┌────────

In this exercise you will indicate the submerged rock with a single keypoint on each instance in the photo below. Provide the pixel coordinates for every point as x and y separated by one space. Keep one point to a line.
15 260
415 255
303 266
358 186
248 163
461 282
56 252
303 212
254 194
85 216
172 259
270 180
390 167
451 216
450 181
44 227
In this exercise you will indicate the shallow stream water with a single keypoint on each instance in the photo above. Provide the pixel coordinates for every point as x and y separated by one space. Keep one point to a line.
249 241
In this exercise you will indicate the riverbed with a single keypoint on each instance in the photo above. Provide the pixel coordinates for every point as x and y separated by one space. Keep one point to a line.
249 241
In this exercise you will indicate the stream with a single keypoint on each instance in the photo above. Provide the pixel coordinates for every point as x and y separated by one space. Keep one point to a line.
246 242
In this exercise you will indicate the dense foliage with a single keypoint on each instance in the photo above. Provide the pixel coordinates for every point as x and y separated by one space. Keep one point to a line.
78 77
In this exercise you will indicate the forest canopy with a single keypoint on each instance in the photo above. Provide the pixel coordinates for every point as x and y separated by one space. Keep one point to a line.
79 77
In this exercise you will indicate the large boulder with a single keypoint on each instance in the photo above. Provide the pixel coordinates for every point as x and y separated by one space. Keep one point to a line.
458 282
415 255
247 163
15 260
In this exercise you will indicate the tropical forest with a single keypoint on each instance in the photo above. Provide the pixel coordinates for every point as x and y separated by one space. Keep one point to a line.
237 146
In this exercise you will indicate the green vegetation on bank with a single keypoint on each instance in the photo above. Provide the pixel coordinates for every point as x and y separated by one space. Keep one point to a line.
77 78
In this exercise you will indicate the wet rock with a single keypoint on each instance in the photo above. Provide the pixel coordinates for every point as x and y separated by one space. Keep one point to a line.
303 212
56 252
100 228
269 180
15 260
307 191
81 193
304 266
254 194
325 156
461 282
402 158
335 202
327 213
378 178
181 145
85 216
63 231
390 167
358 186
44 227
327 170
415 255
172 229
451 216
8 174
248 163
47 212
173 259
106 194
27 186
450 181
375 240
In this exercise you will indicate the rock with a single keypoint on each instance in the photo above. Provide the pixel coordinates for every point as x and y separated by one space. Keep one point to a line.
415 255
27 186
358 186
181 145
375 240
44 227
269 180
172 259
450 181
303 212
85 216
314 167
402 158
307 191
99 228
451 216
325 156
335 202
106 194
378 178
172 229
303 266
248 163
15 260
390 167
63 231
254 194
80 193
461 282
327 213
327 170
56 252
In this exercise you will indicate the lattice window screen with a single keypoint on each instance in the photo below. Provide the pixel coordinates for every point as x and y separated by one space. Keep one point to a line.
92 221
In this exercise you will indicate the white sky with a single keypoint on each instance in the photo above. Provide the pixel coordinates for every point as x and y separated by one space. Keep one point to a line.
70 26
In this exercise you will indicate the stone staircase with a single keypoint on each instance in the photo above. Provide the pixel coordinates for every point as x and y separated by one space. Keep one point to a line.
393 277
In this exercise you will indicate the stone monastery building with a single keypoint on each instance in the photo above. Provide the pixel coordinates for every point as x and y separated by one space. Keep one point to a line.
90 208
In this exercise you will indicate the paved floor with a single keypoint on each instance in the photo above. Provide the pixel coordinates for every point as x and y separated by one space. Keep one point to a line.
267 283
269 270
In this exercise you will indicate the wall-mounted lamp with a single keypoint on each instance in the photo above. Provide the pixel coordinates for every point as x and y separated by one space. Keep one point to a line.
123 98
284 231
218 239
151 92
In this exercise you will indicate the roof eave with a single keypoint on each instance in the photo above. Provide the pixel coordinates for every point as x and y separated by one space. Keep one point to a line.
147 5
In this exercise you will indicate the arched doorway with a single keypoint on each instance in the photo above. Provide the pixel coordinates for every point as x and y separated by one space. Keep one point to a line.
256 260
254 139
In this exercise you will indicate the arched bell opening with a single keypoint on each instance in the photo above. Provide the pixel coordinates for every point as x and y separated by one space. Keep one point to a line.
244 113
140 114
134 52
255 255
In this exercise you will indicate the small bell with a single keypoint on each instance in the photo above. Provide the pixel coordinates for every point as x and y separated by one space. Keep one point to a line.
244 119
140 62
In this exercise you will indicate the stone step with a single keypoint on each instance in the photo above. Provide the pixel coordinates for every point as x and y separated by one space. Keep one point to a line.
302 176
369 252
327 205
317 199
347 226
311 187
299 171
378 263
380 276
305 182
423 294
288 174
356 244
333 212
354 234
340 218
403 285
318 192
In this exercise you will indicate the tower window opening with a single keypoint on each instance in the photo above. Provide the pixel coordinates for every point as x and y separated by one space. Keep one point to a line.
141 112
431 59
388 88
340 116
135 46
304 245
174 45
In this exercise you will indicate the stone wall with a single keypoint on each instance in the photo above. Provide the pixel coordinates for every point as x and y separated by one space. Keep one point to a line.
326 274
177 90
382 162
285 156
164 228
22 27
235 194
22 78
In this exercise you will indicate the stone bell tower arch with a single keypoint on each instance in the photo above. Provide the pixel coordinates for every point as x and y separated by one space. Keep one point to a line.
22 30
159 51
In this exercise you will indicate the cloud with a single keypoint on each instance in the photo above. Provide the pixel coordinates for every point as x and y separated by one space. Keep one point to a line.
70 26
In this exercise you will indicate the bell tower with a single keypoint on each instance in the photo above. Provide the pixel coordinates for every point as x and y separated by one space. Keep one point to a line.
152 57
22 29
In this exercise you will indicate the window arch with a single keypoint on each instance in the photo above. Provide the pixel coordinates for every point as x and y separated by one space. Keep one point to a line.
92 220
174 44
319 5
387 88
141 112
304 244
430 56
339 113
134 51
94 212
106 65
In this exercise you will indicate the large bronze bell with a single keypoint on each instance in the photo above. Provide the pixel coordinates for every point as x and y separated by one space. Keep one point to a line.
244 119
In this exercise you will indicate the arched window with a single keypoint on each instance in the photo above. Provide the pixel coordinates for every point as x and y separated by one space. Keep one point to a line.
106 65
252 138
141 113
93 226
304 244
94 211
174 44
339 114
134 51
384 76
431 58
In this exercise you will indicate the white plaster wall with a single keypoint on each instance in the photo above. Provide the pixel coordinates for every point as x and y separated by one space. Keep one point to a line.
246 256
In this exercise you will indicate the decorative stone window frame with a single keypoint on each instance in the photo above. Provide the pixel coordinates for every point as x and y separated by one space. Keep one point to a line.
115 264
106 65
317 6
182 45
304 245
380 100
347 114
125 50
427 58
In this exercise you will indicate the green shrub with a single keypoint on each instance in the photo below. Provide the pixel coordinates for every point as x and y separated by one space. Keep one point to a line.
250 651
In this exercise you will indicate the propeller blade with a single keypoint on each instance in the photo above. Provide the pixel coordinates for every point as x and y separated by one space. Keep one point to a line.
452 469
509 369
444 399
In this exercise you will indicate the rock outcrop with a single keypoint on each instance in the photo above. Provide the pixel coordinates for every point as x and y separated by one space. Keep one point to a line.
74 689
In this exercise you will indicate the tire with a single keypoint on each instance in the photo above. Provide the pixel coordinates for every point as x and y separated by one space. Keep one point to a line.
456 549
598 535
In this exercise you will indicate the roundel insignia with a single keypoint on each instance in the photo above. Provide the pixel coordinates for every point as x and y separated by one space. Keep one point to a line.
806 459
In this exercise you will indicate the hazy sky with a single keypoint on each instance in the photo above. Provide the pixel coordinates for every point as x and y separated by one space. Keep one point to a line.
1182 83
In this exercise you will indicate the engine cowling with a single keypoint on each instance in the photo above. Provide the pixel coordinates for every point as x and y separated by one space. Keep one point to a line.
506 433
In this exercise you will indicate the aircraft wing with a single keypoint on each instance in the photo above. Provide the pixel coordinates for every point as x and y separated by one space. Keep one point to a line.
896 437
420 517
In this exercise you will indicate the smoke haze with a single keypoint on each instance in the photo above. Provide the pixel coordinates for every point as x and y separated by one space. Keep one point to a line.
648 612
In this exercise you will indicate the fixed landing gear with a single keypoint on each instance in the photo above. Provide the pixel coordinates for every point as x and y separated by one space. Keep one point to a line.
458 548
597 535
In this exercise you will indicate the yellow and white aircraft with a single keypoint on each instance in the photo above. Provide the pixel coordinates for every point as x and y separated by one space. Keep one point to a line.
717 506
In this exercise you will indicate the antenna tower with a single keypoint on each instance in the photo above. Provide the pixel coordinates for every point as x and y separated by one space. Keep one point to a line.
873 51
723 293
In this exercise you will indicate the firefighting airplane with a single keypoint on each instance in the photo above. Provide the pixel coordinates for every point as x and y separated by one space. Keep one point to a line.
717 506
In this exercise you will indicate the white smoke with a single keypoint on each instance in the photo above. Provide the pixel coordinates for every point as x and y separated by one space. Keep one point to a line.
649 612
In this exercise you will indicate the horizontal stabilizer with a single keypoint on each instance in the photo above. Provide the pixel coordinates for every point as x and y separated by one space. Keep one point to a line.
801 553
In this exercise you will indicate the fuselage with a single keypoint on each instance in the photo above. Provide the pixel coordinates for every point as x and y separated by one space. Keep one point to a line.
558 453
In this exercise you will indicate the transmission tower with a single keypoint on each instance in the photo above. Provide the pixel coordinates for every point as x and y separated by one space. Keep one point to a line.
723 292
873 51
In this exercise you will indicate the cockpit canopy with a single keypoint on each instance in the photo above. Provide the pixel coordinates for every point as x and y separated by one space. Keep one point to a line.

└────────

• Goal of the exercise: Give again only the lines of the material above that run from the one with "In this exercise you will indicate the fuselage" through the end, both included, exactly as they appear.

• Result:
In this exercise you will indicate the fuselage with a single keypoint on each instance in the photo above. Provide the pixel coordinates for every point as x and y separated by one space. Keep one point to a line.
558 453
In this exercise you will indicate the transmission tower with a single keypoint on each instance in the photo above. Provide the pixel coordinates for every point as x and y separated by one space. Keep one point to a line.
723 292
873 51
In this exercise you will indicate the cockpit canopy with a single keypoint on each instance in the photo above. Provide the pixel coordinates for every point as x and y separated by one space. Keep one point to a line.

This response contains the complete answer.